[start]
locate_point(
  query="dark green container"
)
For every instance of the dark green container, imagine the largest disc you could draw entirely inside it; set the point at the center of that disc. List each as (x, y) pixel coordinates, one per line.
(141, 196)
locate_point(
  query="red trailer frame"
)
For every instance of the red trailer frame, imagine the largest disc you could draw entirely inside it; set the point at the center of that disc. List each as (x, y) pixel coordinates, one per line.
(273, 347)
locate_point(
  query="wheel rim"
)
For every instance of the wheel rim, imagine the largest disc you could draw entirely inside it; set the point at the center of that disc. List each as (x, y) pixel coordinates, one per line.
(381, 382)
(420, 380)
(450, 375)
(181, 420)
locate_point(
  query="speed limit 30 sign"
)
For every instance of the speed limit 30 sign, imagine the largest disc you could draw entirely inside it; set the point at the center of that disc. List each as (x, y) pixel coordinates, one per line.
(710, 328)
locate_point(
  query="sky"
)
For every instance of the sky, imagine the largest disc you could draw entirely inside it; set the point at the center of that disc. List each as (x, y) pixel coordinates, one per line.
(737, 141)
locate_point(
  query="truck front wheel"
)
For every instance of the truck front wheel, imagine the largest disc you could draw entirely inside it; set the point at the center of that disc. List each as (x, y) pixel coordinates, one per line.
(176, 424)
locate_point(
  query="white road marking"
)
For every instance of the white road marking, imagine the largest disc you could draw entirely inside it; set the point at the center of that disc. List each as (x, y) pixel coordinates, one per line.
[end]
Each record above should be returned exactly as it appears.

Task result:
locate_point(
  query="dark green container"
)
For every instance of the dark green container, imagine the largest disc you could draw entirely inside it; set the point at the center of that disc. List each as (x, y) pixel coordinates, one per line.
(141, 196)
locate_point(
  query="red trailer frame"
)
For every instance of the red trailer frame, imagine the largest disc you could draw entirely inside it; set the point at the center of that disc. List each as (x, y) pixel coordinates, one per line.
(273, 347)
locate_point(
  query="wheel rim"
)
For every instance of the wheel rim, imagine the largest disc you could draw entirely inside it; set the point at the center of that disc. List each as (x, y) pixel coordinates, one per line.
(381, 382)
(420, 380)
(450, 375)
(181, 420)
locate_point(
  query="speed limit 30 sign"
)
For every instance of the speed limit 30 sign, imagine the largest disc you could draw entirely inside it; set the point at the center of that disc. List each as (x, y) pixel coordinates, one per line.
(710, 328)
locate_point(
  query="sky"
)
For every instance of the sky, imagine the largest disc you could draw entirely inside it; set the point at the center of that disc. List each as (x, y) pixel coordinates, one per line.
(737, 141)
locate_point(
  query="truck front wheel"
)
For every instance of the truck front wheel, imagine the largest disc you could draw entirely inside it; set the point at the center of that disc. List each as (x, y) pixel coordinates, one per line.
(176, 424)
locate_point(
  query="white road marking"
)
For every instance of the white road marking, imagine the largest disc you could draw entirely inside it; set the point at the center of that disc. List each as (x, y) pixel coordinates, one per line.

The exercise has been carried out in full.